**Exercise instructions:**
a. From the text on breastfeeding, copy the passage that begins with the words containing "Regardless of how" and ends with "(vomiting and diarrhea)".
b. According to the text on breastfeeding, by how much does a mother's risk of developing invasive breast cancer decrease for every 12 months spent breastfeeding?
c. List every benefit for babies that the text on breastfeeding gives under "Breastfeeding Benefits for Your Baby".

**Text for analysis:**
◇ ◇ ◇ ◇ ◇ ◇ ◇

As a doctor and a mother to three children, I understand the benefits of breastfeeding for both moms and babies. I also know from personal experience and from my patients the challenges that we experience as moms specifically related to breastfeeding. I am a mother to a three-year-old who exclusively breastfed his first year, and 16-month-old twins who received both breast milk and formula during their first year of life.
Regardless of how a woman chooses to feed her baby, we all try to be the best mothers we can be. As a physician, I’m motivated to share the information in this blog because I want moms and their babies to reap all the health benefits they can. I also want you to know that there are resources to help you reach your breastfeeding goals – whether that is to provide breast milk while in the hospital, while on maternity leave from work or at home full time, for the first six months or for a year.
Breastfeeding Benefits for Your Baby
Research has shown that there are significant benefits for babies who are breastfed. These include:
- Reduced frequency of gastrointestinal illness (vomiting and diarrhea)
- Fewer respiratory infections
- Fewer ear infections
- Reduced incidence of:
- Childhood cancer (leukemia and lymphoma)
Breastfeeding Benefits for You
Research also shows that moms who breastfeed reduce their health risks, leading to a healthier life. Specifically:
- Decreased risk of developing invasive breast cancer (4.3 percent for every 12 months spent breastfeeding!)

◇ ◇ ◇ ◇ ◇ ◇ ◇

**Entries shown:**
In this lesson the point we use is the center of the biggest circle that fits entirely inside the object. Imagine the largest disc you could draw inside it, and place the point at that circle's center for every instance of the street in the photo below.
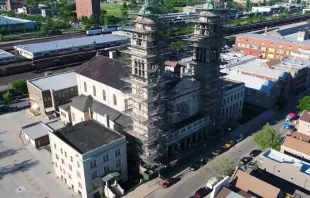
(191, 181)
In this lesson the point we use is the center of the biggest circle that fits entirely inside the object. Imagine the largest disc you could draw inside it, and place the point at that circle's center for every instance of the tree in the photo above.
(304, 104)
(20, 86)
(268, 137)
(6, 98)
(223, 167)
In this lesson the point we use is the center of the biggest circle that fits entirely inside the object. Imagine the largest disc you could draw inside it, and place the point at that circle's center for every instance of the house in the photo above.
(90, 159)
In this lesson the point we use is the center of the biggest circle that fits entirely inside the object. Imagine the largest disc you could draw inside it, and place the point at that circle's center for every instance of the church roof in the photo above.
(104, 70)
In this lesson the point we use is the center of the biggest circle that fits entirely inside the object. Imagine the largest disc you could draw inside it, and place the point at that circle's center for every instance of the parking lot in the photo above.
(25, 172)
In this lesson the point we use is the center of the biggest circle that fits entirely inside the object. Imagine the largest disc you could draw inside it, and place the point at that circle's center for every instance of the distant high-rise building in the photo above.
(87, 8)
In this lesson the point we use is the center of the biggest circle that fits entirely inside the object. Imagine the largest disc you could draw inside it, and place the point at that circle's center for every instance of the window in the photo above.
(106, 169)
(78, 174)
(105, 158)
(104, 96)
(114, 100)
(93, 164)
(94, 90)
(118, 163)
(85, 87)
(94, 175)
(73, 117)
(117, 152)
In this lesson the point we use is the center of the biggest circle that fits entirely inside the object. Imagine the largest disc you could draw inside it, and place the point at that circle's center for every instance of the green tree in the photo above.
(6, 98)
(268, 137)
(304, 104)
(224, 167)
(20, 86)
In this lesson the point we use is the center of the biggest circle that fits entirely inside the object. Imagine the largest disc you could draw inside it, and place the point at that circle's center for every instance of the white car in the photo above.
(239, 138)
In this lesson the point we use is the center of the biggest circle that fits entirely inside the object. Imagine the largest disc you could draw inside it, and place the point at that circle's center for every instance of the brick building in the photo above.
(272, 47)
(87, 8)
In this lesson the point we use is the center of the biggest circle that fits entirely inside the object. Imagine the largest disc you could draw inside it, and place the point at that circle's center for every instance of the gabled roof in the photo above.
(297, 145)
(250, 184)
(104, 70)
(305, 116)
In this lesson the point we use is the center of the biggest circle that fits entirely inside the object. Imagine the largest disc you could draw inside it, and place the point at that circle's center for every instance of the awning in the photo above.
(35, 106)
(110, 176)
(293, 115)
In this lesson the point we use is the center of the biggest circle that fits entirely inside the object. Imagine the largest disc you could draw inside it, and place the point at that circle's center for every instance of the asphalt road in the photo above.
(191, 181)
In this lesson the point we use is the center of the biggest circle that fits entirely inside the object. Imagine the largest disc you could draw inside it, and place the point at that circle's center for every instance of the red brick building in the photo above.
(272, 47)
(87, 8)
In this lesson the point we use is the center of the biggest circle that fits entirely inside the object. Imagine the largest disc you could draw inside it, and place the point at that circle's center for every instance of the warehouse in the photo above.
(17, 23)
(37, 50)
(6, 57)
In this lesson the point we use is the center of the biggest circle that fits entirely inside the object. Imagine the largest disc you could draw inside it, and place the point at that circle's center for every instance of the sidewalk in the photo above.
(145, 189)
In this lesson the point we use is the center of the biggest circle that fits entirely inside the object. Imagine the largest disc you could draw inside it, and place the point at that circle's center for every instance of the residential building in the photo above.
(232, 100)
(304, 123)
(48, 92)
(291, 169)
(90, 159)
(244, 185)
(87, 8)
(298, 146)
(272, 47)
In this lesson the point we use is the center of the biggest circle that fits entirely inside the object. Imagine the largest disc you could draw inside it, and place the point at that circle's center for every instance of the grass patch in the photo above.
(179, 9)
(112, 9)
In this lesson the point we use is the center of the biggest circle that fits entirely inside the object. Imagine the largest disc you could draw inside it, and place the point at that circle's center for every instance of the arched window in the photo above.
(114, 100)
(85, 87)
(94, 90)
(104, 96)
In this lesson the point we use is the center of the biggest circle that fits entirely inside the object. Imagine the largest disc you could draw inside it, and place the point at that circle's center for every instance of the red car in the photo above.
(202, 192)
(169, 182)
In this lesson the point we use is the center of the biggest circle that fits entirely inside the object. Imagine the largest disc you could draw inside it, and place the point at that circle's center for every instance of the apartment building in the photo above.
(87, 8)
(298, 146)
(90, 159)
(232, 100)
(272, 47)
(48, 92)
(304, 123)
(289, 168)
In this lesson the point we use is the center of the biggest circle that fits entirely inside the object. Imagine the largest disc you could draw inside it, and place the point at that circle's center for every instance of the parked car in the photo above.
(202, 192)
(239, 138)
(169, 182)
(229, 144)
(245, 160)
(195, 166)
(217, 152)
(255, 153)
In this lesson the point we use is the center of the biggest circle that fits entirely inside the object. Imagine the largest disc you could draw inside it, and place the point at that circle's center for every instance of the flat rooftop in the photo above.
(55, 82)
(252, 82)
(283, 158)
(87, 136)
(5, 54)
(292, 38)
(40, 129)
(258, 67)
(69, 43)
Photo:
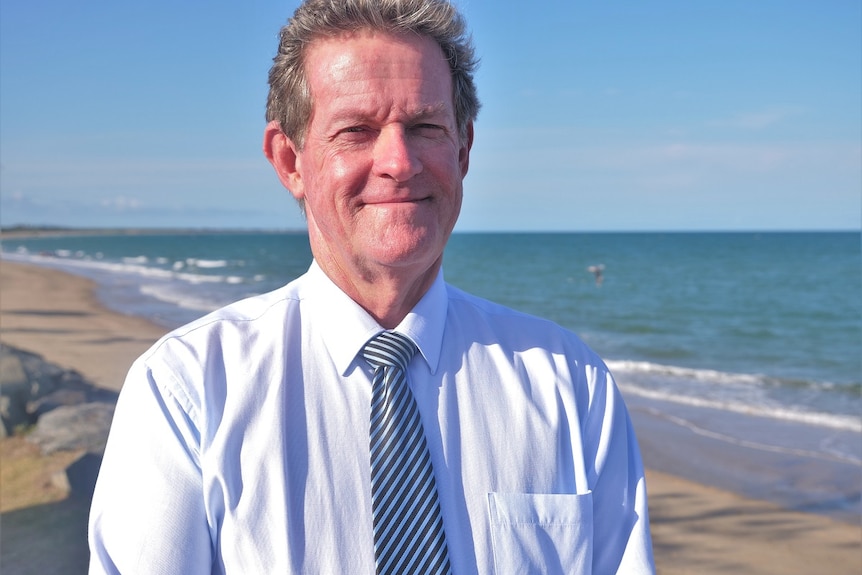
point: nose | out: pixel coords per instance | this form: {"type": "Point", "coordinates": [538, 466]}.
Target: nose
{"type": "Point", "coordinates": [394, 156]}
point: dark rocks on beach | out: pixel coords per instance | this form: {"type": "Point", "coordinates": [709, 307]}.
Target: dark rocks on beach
{"type": "Point", "coordinates": [61, 411]}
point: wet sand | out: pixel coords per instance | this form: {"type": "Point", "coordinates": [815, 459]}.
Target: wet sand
{"type": "Point", "coordinates": [696, 529]}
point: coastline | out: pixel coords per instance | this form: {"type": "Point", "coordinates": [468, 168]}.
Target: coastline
{"type": "Point", "coordinates": [695, 528]}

◇ ◇ ◇ ◇ ◇ ◇ ◇

**Numbered answers:**
a.
Regardless of how a woman chooses to feed her baby, we all try to be the best mothers we can be. As a physician, I’m motivated to share the information in this blog because I want moms and their babies to reap all the health benefits they can. I also want you to know that there are resources to help you reach your breastfeeding goals – whether that is to provide breast milk while in the hospital, while on maternity leave from work or at home full time, for the first six months or for a year.
Breastfeeding Benefits for Your Baby
Research has shown that there are significant benefits for babies who are breastfed. These include:
- Reduced frequency of gastrointestinal illness (vomiting and diarrhea)

b. 4.3 percent

c.
- Reduced frequency of gastrointestinal illness (vomiting and diarrhea)
- Fewer respiratory infections
- Fewer ear infections
- Reduced incidence of childhood cancer (leukemia and lymphoma)